Task description →
Retype the lines from the one containing "Ground asphalt road." through the one containing "510 0 600 95", both included, without changing a character.

Provided information →
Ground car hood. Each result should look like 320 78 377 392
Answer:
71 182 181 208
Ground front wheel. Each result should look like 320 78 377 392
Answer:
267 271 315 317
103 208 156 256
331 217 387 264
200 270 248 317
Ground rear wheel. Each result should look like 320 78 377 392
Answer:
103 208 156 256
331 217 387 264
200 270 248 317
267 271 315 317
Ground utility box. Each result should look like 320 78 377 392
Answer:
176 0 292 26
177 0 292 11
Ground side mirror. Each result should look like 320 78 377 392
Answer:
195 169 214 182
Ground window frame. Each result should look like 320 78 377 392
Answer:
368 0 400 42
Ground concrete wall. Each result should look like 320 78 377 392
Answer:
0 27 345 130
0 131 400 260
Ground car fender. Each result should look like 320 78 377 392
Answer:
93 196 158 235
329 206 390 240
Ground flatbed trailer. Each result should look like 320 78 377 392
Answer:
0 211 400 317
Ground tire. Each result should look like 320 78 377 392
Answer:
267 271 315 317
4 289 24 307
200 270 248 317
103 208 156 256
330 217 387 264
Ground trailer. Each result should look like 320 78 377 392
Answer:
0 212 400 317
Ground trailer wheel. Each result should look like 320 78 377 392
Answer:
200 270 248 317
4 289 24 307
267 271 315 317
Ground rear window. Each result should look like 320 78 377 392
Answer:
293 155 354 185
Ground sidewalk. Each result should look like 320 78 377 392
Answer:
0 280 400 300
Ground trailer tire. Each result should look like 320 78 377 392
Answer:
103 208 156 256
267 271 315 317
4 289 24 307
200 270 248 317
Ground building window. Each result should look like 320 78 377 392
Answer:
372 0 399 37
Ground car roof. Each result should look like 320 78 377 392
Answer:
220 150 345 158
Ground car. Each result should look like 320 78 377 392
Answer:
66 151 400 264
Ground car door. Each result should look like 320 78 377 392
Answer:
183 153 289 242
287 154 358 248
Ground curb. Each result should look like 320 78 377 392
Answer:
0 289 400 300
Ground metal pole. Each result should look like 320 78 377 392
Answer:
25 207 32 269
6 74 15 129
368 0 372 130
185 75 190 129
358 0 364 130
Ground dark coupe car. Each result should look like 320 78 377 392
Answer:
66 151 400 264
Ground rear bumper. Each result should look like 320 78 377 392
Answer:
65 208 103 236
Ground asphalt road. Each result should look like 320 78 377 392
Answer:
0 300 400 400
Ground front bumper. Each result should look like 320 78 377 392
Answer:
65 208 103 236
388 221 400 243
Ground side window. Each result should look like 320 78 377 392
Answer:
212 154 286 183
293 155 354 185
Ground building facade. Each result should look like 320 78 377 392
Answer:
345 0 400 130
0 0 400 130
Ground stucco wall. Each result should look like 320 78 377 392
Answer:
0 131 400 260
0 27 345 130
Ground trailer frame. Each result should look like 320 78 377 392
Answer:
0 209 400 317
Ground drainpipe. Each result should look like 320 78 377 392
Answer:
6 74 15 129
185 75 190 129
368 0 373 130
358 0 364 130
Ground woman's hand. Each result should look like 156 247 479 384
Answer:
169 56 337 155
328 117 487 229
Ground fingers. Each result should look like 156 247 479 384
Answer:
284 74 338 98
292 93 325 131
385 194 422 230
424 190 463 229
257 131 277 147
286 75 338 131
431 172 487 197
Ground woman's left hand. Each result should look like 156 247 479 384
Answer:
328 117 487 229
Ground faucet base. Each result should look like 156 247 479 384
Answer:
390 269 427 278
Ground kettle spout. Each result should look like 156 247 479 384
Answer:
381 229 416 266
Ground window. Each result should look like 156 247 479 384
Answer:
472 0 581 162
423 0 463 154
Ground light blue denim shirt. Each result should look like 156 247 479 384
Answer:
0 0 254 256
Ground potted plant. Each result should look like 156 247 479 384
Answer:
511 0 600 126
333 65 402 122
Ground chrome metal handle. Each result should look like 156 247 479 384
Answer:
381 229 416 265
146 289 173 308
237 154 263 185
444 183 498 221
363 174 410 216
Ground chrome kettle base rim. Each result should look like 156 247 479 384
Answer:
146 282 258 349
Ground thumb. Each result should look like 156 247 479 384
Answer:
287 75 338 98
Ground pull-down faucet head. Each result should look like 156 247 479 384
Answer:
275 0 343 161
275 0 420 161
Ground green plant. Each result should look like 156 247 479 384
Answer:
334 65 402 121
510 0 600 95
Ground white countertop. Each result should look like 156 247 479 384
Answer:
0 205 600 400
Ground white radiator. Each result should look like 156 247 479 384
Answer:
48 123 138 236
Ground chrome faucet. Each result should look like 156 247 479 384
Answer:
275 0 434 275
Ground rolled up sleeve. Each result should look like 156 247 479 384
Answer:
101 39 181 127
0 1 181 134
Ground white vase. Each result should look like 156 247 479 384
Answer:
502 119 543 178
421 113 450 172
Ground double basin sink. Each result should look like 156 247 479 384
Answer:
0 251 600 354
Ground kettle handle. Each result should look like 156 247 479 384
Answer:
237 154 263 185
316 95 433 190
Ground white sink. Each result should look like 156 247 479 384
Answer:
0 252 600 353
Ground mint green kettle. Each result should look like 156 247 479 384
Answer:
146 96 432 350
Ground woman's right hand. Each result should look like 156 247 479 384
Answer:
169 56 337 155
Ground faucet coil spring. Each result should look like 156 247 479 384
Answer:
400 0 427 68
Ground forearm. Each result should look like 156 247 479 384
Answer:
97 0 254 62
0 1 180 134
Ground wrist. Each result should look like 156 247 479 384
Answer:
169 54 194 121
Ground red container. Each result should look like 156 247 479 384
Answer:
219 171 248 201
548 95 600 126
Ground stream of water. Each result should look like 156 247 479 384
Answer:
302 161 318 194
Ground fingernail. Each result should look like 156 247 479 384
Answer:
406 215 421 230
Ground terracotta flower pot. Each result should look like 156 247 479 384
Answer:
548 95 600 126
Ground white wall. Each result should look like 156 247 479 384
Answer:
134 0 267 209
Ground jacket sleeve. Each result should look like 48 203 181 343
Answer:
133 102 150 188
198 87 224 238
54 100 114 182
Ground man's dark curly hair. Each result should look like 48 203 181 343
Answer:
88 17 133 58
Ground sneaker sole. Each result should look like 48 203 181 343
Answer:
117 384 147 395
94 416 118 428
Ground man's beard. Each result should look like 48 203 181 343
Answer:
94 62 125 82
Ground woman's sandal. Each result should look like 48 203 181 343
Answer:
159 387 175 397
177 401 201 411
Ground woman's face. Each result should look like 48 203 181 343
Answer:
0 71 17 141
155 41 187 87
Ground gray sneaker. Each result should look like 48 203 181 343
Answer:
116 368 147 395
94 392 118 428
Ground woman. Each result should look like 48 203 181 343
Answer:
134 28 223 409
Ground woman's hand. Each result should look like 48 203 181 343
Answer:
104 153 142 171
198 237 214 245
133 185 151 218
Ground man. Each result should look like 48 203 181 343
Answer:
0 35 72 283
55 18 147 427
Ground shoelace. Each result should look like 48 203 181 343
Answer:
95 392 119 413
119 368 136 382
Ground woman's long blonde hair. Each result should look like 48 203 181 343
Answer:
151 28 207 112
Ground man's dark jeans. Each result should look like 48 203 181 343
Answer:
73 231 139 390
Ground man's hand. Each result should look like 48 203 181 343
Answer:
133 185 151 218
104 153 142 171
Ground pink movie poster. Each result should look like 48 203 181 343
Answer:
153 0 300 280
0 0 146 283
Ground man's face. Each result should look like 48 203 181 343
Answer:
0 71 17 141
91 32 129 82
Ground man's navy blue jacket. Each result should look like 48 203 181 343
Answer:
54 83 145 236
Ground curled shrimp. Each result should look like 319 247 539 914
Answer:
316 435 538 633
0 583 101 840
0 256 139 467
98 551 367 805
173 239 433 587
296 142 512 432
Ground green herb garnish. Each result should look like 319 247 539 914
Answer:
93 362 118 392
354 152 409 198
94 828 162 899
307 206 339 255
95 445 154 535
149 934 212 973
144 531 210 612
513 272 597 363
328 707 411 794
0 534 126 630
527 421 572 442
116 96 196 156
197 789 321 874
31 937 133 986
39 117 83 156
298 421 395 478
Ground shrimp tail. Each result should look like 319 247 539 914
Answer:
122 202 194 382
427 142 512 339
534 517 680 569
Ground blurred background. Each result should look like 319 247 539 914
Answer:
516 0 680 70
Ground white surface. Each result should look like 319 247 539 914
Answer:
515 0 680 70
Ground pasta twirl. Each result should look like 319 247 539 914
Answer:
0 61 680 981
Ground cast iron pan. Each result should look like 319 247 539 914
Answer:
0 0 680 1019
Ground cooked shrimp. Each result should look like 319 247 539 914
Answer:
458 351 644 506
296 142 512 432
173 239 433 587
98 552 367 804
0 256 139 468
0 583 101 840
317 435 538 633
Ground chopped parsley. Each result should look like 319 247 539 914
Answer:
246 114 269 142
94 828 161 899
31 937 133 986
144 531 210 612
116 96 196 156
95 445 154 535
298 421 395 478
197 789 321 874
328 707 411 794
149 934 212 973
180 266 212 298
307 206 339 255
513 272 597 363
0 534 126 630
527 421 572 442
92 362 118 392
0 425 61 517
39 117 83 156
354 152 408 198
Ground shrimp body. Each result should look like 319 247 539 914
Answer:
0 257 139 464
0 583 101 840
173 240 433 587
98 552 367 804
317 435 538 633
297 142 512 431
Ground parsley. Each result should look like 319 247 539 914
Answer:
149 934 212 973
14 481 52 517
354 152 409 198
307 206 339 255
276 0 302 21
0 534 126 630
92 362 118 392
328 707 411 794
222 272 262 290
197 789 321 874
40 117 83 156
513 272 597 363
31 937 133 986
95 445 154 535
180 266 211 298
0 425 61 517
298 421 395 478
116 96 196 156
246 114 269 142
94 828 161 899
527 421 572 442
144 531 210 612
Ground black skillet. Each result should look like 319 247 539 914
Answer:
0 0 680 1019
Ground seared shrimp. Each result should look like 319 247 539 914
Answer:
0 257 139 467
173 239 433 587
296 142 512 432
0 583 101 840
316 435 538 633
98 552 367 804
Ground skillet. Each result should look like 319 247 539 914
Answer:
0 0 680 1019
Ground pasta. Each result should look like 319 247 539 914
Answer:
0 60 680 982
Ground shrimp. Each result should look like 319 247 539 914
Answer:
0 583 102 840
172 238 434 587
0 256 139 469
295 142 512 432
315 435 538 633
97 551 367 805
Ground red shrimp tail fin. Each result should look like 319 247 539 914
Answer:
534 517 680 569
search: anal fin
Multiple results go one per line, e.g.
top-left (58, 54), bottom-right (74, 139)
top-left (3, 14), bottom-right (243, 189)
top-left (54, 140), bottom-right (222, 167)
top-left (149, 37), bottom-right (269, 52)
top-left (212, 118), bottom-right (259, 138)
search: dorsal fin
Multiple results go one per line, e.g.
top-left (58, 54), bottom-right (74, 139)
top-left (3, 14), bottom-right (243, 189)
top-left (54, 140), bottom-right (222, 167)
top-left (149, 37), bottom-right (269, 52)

Task response →
Ground asphalt road. Each result should look like 320 78 377 392
Answer:
0 300 400 400
Ground front bumper. Each result should look like 320 78 377 392
Answer:
65 208 103 236
388 221 400 243
Ground side window. Each result should look like 320 78 377 392
Answer:
212 154 286 183
293 155 354 185
Ground building facade. Each result should look like 320 78 377 392
Answer:
345 0 400 130
0 0 400 130
Ground stucco wall. Each result should look like 320 78 377 392
Answer:
0 131 400 260
0 27 345 130
Ground trailer frame. Each result should look like 320 78 377 392
Answer:
0 209 400 317
Ground drainpipe. Each result should look like 320 78 377 392
Answer:
6 74 15 129
185 75 190 129
368 0 373 130
358 0 364 130
Ground woman's hand. Each result should look like 156 247 479 384
Answer:
169 56 337 155
328 117 487 229
Ground fingers. Each result should look like 156 247 479 384
Answer:
284 74 338 98
292 93 325 131
385 194 422 230
424 190 463 229
257 131 277 147
286 75 338 131
431 172 487 197
Ground woman's left hand. Each result should look like 156 247 479 384
Answer:
328 117 487 229
Ground faucet base. Each result should look like 156 247 479 384
Answer:
390 269 427 278
Ground kettle spout. Each result should look like 156 247 479 384
Answer:
381 229 416 266
Ground window. Each result should look like 156 247 479 384
Answer:
472 0 581 162
423 0 463 154
Ground light blue denim shirt. Each result should look like 156 247 479 384
Answer:
0 0 254 256
Ground potted plant. Each result should look like 156 247 479 384
Answer:
511 0 600 126
333 65 402 122
Ground chrome metal handle. Each result should look like 156 247 479 384
Answer:
381 229 416 265
146 289 173 308
237 154 263 185
444 183 498 221
363 174 410 216
Ground chrome kettle base rim. Each result should look like 156 247 479 384
Answer:
146 282 258 349
Ground thumb. Each result should look like 156 247 479 384
Answer:
287 75 338 98
Ground pull-down faucet head. Each result should look like 156 247 479 384
Answer:
275 0 343 161
275 0 420 161
Ground green plant. Each result should look like 156 247 479 384
Answer:
334 65 402 121
510 0 600 95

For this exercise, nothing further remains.